#### [TASK INPUTS]
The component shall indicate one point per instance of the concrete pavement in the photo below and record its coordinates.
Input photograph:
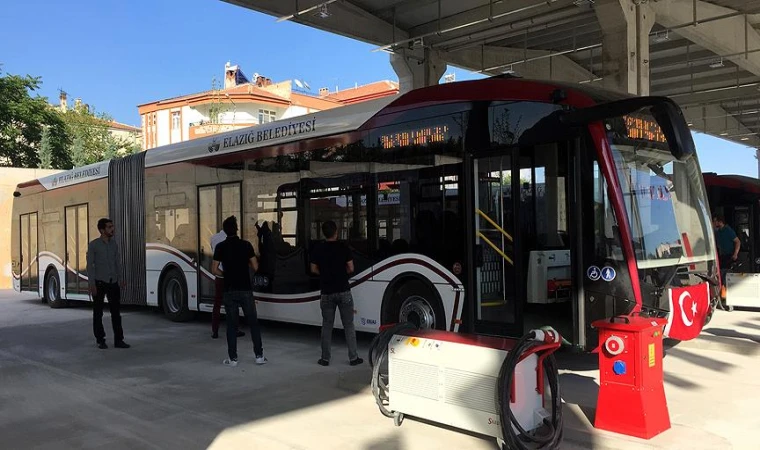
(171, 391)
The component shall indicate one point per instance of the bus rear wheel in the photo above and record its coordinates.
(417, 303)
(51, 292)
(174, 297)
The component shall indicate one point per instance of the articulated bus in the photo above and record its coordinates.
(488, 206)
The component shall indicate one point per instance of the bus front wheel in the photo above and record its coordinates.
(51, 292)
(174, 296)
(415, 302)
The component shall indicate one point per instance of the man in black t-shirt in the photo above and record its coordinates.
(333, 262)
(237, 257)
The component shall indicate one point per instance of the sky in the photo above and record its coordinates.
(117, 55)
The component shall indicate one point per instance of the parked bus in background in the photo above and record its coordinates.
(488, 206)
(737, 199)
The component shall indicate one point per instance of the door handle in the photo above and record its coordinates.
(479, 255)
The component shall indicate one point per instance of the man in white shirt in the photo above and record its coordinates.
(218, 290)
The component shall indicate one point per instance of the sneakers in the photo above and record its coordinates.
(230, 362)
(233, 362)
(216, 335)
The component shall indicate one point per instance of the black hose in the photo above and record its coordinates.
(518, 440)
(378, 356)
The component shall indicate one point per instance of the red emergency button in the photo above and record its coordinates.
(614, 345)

* * *

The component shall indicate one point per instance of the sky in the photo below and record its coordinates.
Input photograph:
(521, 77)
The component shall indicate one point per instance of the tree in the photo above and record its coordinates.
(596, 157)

#### [EXERCISE]
Identify each line in the material above that contains the string "wheel", and copy every such line in full.

#### [EXERCISE SOLUTION]
The component shall indicate one point per instance of the bus rear wheel in the photo above and record its coordinates.
The component shall indicate one point per instance of the bus front wheel in the photo above and record its coordinates.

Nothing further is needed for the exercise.